Ambiguity Problems and Eliminating the Ambiguity

Understanding Ambiguity in Compilers

Ambiguity in compilers can lead to significant problems. It occurs when the meaning of a program can be incorrect due to the lack of precision in the language syntax. One classic example of such ambiguity is the "dangling else" problem.

Dangling Else Problem

Consider the following statement:

if E1 then if E2 then S1 else S2

Here, E1, E2, S1, and S2 represent any expressions or statements. The dangling else problem arises because it's unclear to which if statement the else clause should be attached.

Example

Let's consider the following values: E1 = false, E2 = true, S1 = z := 10, and S2 = z := 0.

If we parse this statement using the top tree, the z variable doesn't get set, which is incorrect.
If we parse using the bottom tree, z = 0, which is also incorrect.

Both trees are valid parse trees for the given statement, leading to ambiguity.

Resolving Ambiguity

To resolve this ambiguity, we can use braces {} and indentation to clearly indicate the structure of the if statements. For example:

if E1 {
    if E2 {
        S1
    } else {
        S2
    }
}

In this case, it's clear that the else clause belongs to the inner if statement.

Another solution is to use the if-else if-else format, which specifically indicates which else belongs to which if.

Note: In practice, if there is no clear way to resolve the ambiguity, compilers usually associate the else with the nearest if.

stmt -> matched_stmt
             | open_stmt
matched_stmt -> if expr then matched_stmt else mathed_stmt
             | other
open_stmt -> if expr then stmt 
             | if expr then matched_stmt else open_stmt

Parsing reminder

Parsing, also known as syntax analysis, is a critical phase in the process of compiling or interpreting a programming language. It's the process of determining whether a string of terminals can be generated by a grammar. In simpler terms, parsing is the task of checking if a given sequence of tokens (the output from the lexical analysis phase) conforms to the syntactic rules of a programming language. A parser is a program that performs this syntax analysis. It takes as input the tokens from the lexical analyzer (the previous phase of the compilation process) and treats the token names as terminal symbols of a context-free grammar. The parser's main job is to construct a parse tree, which is a hierarchical representation of the source code that reflects the grammatical structure of the program.

The parse tree can be constructed in two ways:

Guratively: This involves going through the corresponding derivation steps. It starts from the start symbol of the grammar and applies the production rules in a top-down manner to generate the parse tree.

> **Brief A**
Arrange the records from the line containing "of the cloudy" through the line containing "109), (164, 176)]" as a Markdown table with the columns No. and Line. Number each line in order and leave out any blank lines.

> **Provided material**
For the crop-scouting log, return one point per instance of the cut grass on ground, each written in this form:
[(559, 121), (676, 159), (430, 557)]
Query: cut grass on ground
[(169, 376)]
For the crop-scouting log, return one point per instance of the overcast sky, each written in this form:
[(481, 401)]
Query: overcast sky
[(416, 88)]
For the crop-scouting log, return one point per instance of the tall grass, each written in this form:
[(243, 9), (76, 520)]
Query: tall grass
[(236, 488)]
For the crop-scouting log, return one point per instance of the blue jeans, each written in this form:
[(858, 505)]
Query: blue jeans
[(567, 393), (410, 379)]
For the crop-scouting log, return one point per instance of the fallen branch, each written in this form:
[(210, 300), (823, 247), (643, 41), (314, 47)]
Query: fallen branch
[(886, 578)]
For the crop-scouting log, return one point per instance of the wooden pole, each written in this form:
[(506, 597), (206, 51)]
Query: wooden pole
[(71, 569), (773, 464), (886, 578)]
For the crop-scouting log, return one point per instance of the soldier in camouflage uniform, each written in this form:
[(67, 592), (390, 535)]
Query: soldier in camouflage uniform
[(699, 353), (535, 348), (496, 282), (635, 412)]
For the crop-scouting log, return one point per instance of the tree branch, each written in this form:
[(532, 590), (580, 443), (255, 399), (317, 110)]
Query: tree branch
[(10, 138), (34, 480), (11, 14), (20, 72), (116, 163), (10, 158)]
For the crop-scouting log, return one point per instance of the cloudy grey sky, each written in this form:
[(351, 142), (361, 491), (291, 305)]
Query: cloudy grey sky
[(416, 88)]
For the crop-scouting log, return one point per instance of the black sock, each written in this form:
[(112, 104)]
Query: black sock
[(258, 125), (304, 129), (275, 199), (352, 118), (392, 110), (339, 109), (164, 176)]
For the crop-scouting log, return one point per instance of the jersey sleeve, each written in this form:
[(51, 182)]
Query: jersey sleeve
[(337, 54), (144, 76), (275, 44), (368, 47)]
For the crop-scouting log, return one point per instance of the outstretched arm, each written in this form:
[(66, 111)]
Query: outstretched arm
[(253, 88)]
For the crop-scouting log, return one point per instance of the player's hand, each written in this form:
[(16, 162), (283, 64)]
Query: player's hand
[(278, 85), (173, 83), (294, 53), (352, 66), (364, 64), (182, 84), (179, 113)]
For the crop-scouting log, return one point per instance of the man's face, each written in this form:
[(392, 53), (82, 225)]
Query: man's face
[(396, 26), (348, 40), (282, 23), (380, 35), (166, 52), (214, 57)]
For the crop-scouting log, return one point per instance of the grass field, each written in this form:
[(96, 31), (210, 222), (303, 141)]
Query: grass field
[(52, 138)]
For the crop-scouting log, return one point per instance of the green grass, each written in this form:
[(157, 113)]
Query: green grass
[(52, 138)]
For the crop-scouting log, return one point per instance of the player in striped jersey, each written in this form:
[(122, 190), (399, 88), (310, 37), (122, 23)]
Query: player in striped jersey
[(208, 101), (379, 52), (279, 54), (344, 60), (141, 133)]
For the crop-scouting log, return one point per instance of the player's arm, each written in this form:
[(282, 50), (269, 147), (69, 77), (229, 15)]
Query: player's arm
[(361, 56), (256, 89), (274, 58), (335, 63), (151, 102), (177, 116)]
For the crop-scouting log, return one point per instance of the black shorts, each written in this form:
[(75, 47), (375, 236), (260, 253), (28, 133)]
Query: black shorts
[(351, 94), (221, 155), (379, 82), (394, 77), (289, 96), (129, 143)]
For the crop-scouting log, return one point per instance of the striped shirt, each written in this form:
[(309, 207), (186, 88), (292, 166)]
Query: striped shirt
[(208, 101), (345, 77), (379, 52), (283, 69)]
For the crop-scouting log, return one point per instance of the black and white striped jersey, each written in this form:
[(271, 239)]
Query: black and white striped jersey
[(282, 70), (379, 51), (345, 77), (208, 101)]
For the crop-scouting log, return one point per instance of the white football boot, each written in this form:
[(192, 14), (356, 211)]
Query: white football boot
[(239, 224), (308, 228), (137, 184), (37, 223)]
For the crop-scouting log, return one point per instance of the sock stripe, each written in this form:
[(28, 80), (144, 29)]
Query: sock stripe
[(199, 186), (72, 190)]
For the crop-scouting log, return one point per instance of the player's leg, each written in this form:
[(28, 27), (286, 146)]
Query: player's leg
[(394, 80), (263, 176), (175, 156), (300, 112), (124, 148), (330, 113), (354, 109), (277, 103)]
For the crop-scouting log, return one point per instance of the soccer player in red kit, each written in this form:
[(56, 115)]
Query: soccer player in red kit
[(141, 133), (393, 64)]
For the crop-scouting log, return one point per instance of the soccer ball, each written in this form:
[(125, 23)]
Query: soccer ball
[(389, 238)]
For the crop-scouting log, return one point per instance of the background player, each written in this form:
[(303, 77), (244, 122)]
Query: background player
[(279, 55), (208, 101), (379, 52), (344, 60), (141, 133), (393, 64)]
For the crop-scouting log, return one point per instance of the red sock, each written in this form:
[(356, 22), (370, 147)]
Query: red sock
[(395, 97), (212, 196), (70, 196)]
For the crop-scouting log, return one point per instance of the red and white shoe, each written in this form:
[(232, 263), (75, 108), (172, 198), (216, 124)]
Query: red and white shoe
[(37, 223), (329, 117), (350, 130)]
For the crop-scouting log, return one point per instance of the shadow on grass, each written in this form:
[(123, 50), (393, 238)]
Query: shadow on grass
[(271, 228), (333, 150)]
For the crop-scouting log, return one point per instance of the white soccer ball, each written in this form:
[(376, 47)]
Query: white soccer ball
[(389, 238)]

> **Brief B**
In the text on ambiguity in compilers, copy the stretch from "if E1 then if" through "and S2 = z := 0." word for word.

> **Correct result A**
| No. | Line |
|---|---|
| 1 | For the crop-scouting log, return one point per instance of the cloudy grey sky, each written in this form: |
| 2 | [(351, 142), (361, 491), (291, 305)] |
| 3 | Query: cloudy grey sky |
| 4 | [(416, 88)] |
| 5 | For the crop-scouting log, return one point per instance of the black sock, each written in this form: |
| 6 | [(112, 104)] |
| 7 | Query: black sock |
| 8 | [(258, 125), (304, 129), (275, 199), (352, 118), (392, 110), (339, 109), (164, 176)] |

> **Correct result B**
if E1 then if E2 then S1 else S2

Here, E1, E2, S1, and S2 represent any expressions or statements. The dangling else problem arises because it's unclear to which if statement the else clause should be attached.

Example

Let's consider the following values: E1 = false, E2 = true, S1 = z := 10, and S2 = z := 0.